If a line below contains "surface", count it; then state how many such lines there are, and nothing else.

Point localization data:
==============================
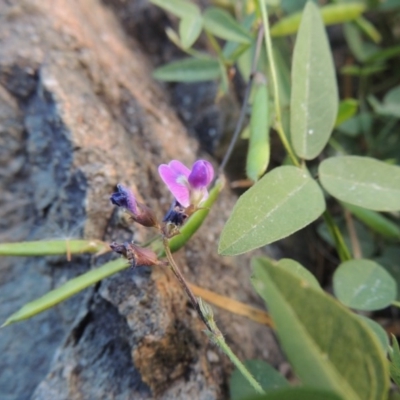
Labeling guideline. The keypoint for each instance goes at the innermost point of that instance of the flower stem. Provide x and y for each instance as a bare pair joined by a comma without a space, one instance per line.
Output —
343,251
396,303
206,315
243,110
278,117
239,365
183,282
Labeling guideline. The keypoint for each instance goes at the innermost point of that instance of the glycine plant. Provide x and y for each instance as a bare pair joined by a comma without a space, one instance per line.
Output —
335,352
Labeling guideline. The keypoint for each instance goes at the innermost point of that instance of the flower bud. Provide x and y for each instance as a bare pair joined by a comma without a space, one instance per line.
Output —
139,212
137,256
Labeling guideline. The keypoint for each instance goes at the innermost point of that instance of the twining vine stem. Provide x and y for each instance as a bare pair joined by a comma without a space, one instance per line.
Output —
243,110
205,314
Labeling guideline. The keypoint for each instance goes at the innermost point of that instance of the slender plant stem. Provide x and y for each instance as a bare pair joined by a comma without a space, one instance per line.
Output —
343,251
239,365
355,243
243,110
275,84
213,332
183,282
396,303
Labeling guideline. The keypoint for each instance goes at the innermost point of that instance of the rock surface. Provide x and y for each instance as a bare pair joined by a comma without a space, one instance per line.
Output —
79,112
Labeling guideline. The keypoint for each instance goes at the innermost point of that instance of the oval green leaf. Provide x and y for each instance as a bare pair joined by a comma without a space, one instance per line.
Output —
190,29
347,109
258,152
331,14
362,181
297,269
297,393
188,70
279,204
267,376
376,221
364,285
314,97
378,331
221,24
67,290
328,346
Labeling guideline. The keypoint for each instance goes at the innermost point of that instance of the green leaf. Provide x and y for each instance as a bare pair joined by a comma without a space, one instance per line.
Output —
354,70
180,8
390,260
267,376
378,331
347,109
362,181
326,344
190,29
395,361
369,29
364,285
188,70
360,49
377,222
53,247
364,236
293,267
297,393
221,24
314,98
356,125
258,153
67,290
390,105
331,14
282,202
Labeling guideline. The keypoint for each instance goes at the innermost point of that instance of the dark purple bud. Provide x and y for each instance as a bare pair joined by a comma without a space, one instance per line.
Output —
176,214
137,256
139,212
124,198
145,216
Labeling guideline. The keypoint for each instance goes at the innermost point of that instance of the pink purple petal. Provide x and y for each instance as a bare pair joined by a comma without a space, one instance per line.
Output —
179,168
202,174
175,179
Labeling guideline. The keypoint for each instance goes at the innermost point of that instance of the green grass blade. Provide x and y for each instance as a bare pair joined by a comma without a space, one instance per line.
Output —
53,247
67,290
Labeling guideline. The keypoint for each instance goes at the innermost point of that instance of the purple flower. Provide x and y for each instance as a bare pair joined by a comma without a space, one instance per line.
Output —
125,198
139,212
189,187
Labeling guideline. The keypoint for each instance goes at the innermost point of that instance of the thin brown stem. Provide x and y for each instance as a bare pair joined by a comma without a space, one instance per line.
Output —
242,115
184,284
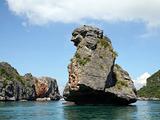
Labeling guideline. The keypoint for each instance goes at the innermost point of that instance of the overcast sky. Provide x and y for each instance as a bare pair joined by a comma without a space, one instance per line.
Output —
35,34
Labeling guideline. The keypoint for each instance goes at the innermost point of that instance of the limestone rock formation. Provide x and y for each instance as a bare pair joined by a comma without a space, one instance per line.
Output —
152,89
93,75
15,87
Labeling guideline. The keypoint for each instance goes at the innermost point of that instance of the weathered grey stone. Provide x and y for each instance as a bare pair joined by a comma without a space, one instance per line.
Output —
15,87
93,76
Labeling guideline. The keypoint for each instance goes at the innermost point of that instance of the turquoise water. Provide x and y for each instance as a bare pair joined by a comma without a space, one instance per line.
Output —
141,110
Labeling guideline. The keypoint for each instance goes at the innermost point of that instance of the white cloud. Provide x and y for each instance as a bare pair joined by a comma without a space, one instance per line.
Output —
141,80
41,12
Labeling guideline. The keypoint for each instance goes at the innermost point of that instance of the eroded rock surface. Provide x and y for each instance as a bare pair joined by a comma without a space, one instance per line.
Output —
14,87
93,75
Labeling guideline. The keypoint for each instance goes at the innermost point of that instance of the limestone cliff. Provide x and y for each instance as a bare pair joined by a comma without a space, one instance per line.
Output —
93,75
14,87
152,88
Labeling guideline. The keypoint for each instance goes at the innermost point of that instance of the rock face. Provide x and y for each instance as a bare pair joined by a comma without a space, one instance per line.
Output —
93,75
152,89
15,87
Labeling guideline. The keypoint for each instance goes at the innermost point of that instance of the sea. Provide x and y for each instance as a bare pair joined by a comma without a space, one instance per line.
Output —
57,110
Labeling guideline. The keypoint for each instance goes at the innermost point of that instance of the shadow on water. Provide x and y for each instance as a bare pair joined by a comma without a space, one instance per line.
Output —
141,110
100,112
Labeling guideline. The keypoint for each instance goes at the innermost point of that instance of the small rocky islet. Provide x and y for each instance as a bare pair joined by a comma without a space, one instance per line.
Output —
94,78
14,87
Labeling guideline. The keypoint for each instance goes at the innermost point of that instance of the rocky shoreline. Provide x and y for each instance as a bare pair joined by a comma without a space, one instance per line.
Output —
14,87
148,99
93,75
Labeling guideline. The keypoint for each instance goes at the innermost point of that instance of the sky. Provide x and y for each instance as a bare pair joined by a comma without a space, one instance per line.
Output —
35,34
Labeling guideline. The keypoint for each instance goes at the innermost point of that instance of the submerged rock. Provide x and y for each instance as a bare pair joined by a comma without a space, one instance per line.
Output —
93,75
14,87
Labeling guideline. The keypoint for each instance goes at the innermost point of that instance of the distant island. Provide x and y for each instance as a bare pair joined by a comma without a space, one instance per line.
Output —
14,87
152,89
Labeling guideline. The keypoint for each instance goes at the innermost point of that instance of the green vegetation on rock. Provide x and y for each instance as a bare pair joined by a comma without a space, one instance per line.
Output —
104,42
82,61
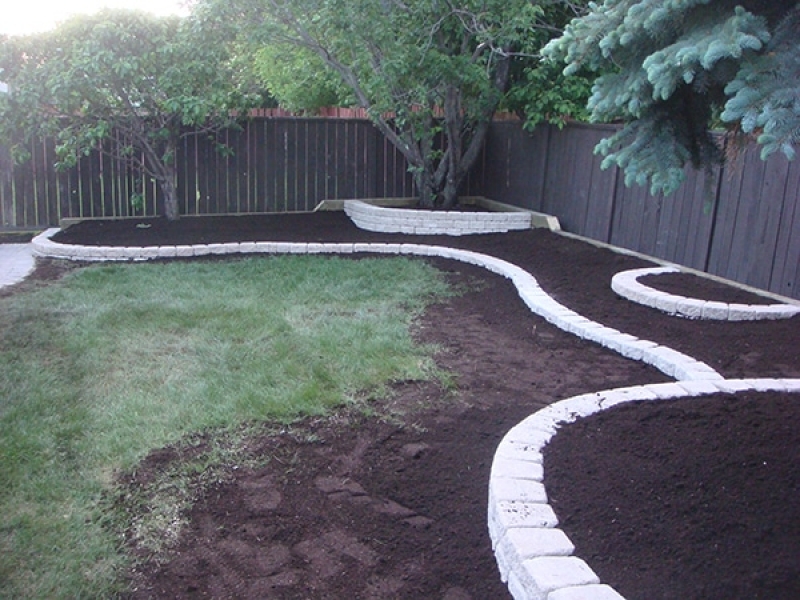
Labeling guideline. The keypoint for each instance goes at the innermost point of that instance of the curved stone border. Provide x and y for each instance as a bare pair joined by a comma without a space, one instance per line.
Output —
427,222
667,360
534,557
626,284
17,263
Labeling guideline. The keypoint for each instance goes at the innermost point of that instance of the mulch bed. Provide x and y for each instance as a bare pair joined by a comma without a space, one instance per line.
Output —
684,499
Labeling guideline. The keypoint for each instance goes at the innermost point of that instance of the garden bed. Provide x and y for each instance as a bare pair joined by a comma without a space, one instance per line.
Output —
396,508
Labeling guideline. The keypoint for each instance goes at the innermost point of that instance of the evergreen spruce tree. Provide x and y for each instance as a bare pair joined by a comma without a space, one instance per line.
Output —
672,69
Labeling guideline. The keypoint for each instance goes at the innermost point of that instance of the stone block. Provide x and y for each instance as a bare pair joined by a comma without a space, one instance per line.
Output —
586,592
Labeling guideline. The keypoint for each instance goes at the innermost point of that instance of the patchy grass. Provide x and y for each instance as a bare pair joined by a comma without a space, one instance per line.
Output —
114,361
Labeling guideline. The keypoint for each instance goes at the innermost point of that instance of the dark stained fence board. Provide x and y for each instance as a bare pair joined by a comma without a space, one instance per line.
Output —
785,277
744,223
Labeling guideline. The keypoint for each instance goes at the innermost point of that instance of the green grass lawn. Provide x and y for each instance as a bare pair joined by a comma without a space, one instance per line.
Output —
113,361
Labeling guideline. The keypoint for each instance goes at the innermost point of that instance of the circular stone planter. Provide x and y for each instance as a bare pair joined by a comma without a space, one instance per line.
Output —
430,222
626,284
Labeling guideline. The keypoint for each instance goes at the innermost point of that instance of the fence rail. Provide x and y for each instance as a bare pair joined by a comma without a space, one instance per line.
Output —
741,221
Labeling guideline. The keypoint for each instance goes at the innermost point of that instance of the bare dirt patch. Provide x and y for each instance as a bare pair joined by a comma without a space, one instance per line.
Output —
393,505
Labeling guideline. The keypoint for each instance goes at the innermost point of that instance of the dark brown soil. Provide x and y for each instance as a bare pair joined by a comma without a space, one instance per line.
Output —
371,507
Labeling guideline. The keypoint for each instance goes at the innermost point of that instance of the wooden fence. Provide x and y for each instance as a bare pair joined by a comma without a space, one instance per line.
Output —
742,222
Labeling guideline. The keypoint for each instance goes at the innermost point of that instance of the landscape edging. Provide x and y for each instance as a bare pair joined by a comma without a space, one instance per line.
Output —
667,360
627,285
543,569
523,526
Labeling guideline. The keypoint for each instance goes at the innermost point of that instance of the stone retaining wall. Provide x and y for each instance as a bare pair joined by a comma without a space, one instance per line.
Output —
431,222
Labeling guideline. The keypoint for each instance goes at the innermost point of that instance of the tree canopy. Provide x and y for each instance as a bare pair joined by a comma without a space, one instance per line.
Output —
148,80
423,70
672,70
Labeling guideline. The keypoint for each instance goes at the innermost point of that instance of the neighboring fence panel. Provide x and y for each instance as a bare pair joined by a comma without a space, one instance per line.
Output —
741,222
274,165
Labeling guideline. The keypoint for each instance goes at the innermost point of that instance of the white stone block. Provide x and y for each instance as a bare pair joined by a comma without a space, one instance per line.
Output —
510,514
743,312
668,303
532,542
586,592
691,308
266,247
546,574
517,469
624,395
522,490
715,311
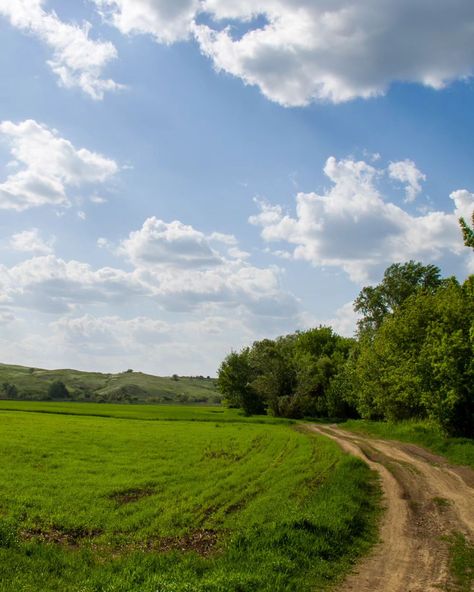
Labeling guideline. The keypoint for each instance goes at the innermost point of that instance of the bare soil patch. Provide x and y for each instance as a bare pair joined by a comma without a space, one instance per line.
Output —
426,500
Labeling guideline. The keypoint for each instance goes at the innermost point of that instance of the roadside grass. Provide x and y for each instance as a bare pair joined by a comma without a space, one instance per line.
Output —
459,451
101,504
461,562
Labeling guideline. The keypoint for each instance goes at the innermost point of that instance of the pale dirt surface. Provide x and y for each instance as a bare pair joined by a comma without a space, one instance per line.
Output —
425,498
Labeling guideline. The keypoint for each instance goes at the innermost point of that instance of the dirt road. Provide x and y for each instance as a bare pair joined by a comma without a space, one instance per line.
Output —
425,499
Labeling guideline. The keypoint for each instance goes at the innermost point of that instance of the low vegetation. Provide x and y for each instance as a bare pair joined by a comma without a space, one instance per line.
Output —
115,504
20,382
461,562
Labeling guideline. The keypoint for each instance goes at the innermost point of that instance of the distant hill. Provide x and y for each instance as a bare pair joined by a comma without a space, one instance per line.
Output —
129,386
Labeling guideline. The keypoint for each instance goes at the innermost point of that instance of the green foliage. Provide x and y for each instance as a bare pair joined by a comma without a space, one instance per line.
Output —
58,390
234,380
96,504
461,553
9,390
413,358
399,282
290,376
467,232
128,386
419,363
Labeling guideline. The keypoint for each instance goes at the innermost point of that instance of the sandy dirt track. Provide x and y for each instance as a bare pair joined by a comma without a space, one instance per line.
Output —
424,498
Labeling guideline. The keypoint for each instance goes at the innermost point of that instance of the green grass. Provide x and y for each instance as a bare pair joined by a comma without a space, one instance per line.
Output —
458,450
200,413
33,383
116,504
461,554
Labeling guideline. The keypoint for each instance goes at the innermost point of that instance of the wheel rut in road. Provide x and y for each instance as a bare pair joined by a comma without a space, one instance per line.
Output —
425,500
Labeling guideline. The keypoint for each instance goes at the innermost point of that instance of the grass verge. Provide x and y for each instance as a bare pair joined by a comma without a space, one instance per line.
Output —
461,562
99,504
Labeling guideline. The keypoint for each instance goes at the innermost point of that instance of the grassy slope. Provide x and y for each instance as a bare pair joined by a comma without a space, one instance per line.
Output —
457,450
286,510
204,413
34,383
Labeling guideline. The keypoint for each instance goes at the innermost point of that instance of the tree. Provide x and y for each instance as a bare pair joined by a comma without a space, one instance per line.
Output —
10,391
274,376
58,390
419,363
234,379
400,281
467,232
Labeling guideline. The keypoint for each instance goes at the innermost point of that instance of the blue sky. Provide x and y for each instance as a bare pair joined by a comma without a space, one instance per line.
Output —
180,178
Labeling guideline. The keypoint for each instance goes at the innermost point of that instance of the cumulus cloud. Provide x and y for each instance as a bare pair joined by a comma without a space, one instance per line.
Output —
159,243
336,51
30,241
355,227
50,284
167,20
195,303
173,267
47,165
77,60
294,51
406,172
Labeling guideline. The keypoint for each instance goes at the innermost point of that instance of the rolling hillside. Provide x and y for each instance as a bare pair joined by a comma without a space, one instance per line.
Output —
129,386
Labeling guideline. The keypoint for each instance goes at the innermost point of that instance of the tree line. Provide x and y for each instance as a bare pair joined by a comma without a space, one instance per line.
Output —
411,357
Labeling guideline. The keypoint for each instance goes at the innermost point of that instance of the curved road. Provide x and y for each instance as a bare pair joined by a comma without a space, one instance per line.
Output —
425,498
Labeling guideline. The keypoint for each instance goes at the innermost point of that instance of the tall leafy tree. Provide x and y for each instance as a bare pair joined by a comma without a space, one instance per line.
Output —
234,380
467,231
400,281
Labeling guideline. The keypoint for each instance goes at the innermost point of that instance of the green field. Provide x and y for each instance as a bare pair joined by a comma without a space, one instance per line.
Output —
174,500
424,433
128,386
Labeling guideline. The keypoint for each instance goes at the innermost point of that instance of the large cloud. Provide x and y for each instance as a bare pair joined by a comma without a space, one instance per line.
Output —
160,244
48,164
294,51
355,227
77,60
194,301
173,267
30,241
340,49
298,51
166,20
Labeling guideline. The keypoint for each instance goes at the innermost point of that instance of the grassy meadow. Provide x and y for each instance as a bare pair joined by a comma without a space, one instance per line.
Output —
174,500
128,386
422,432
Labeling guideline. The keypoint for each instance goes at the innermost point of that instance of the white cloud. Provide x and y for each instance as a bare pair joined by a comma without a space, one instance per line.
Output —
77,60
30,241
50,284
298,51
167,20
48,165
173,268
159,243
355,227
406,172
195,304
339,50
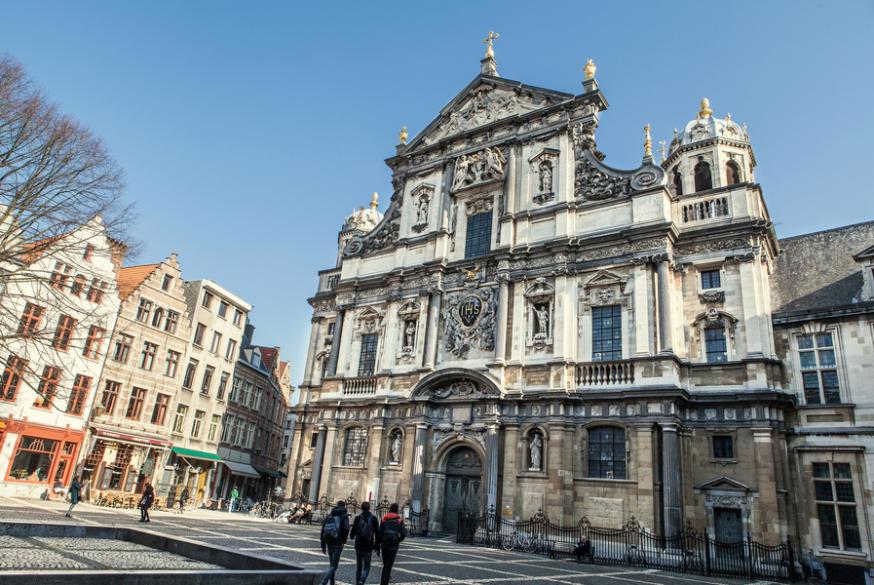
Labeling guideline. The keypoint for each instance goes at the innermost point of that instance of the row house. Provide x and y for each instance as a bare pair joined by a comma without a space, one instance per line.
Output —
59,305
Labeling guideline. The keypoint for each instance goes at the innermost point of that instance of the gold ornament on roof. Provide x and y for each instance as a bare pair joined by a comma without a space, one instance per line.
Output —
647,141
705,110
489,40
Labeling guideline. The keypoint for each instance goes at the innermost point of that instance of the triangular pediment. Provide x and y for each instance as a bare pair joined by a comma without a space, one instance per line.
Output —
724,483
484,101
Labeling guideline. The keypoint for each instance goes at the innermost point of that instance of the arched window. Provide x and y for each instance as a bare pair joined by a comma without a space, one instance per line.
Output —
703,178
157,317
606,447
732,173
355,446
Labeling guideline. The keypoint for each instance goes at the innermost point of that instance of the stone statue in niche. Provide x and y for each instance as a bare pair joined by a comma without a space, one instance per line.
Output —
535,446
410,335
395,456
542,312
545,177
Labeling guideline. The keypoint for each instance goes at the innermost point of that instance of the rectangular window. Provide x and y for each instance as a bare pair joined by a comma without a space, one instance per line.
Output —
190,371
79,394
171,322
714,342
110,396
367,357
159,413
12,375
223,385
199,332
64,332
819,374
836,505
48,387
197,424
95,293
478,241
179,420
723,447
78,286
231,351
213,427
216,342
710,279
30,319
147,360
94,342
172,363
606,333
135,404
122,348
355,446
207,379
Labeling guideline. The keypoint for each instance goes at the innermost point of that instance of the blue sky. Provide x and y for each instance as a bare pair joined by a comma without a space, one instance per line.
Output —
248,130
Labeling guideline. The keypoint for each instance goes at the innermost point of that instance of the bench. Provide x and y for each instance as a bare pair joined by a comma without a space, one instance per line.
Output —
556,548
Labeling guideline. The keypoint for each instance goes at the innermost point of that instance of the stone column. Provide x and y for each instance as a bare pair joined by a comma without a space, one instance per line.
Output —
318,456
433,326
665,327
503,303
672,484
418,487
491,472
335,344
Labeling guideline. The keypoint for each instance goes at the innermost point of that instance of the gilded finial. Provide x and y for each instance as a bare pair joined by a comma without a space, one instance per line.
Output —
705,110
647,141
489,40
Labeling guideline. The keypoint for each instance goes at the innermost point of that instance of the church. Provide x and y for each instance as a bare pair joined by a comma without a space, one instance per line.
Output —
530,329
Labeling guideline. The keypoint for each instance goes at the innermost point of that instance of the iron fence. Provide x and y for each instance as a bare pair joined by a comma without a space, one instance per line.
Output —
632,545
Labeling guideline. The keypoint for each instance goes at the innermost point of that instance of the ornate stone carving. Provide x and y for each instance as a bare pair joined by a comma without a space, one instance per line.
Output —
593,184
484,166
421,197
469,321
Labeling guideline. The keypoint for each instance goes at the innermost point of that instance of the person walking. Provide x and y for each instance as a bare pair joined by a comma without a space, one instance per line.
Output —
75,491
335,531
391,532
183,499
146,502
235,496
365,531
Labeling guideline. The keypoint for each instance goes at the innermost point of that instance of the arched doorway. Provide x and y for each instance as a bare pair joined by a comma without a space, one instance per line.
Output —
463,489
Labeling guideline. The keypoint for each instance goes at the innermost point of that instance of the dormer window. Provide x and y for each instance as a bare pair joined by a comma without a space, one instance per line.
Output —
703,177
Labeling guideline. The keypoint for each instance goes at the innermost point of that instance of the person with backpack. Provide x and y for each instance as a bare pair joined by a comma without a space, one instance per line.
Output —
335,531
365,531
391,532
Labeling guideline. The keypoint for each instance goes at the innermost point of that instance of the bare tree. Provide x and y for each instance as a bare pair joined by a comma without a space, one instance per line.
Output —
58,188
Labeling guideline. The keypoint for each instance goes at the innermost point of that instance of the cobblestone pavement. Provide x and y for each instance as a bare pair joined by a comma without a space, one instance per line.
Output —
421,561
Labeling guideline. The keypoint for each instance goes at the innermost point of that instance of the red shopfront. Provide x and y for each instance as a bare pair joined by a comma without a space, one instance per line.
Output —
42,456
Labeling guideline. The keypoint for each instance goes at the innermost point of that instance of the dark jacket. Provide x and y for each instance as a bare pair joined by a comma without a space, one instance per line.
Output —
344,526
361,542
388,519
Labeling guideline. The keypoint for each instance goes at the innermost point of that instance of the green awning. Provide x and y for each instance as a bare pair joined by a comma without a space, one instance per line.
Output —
==============================
### [WRITTEN ANSWER]
3